Document passage Start Marker
"Passive voice" or "passive sentences" are sentences that focus on the object receiving the action of the verb. They may or may not say who or what is doing the action.
This book was being written.
This sentence is about the book only. We know someone must be writing it, books don't write themselves! But the sentence doesn't say who. The grammatical subject of the sentence is the word "book." The grammatical verb is the word "written" (there are some helping verbs too but I assume you know what they mean). But logically, the book is receiving the action of being written (it is the 'patient,' who is acted upon, and not the 'agent', who acts), so it's passive (a word related to the word 'patient').
The opposite of a passive sentence is an active sentence, like "I was writing the book". There, the book would be the object of the verb, not the subject. And the focus is on "I"--the one who's writing the book.
Passive voice is used for a few reasons. The most common ones are to shift the focus to the patient, and to hide who is actually doing an action.
For instance, in that last paragraph, I said "Passive voice is used" rather than "People use the passive voice." That's because I wanted to establish that the important thing is the passive voice itself, not the people who decide whether or not to use it in their speech.
As for hiding who is doing an action: think of a meeting of a city agency. If the speaker says "The zoning laws are still being written," he doesn't have to reveal that the people writing them have a financial interest in the outcome. Or if I say that "I've been invited to a party," I don't have to tell my parents that it was Joe who invited me (when I know that they hate him).
Document passage End Marker
Data under study Start Marker
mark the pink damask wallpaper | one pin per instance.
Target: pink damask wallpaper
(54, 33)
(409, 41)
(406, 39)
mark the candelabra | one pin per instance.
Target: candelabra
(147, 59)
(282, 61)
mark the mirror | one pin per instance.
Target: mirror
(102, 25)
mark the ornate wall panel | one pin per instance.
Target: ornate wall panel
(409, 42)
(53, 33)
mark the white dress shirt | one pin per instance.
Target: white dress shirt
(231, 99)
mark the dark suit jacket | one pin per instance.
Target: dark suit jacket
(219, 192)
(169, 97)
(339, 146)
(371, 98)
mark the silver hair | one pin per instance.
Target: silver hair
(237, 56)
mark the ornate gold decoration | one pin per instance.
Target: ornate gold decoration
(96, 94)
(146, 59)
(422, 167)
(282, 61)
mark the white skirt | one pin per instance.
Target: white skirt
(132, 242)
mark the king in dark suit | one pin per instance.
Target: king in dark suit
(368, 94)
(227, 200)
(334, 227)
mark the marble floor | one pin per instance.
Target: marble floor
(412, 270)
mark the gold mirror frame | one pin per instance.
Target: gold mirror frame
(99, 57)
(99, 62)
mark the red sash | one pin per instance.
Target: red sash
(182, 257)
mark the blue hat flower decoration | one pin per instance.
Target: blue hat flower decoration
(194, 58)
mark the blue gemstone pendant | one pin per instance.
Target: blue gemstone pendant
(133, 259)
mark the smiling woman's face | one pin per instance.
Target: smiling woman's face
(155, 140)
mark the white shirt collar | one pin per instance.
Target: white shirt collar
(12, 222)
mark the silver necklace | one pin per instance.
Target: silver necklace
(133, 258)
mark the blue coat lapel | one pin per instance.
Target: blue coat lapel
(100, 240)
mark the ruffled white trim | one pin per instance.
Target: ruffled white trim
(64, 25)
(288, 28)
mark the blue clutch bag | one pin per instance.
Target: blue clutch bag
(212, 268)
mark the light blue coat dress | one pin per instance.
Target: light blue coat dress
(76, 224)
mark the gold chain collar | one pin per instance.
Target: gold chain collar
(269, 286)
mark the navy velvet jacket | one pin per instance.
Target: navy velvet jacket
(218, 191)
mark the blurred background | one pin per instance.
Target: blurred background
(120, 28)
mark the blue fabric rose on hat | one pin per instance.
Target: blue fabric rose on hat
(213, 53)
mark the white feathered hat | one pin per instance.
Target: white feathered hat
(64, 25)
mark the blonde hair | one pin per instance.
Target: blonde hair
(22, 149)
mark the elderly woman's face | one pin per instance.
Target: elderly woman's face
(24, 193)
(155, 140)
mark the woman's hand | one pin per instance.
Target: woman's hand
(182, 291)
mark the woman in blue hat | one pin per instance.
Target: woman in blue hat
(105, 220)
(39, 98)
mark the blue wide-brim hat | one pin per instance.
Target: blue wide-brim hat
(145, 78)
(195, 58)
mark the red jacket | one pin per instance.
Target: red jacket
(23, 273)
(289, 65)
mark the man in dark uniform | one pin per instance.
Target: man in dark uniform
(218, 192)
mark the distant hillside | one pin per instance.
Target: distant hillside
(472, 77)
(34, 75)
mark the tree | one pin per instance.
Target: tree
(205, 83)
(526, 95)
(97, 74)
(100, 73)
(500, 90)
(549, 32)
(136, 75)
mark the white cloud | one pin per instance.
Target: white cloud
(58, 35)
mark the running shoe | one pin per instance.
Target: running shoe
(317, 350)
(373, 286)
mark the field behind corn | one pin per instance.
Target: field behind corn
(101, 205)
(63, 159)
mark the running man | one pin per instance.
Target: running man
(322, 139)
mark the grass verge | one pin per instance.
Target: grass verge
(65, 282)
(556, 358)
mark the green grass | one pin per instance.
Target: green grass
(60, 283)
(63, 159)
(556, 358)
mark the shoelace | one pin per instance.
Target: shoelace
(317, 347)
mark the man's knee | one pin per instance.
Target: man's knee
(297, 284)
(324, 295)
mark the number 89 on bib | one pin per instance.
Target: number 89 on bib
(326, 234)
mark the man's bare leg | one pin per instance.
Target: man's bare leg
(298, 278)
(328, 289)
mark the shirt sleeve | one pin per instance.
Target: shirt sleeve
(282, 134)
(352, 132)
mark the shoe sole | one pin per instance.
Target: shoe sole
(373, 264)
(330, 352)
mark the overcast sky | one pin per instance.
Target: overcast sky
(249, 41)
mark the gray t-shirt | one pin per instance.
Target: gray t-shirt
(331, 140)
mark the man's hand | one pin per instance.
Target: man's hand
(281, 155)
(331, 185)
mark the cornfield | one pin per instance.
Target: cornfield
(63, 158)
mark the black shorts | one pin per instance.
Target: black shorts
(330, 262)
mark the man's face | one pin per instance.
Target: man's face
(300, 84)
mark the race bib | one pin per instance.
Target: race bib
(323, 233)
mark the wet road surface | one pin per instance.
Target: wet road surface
Data under study End Marker
Exercise objective –
Answer these questions about the text on passive voice.
(a) What word is the grammatical subject of "This book was being written"?
(b) Which active sentence does the text give as the opposite of a passive one?
(c) What are the two most common reasons for using the passive voice?
The items above have no role in this exercise.

Completed exercise –
(a) "Book."
(b) "I was writing the book."
(c) To shift the focus to the patient, and to hide who is actually doing an action.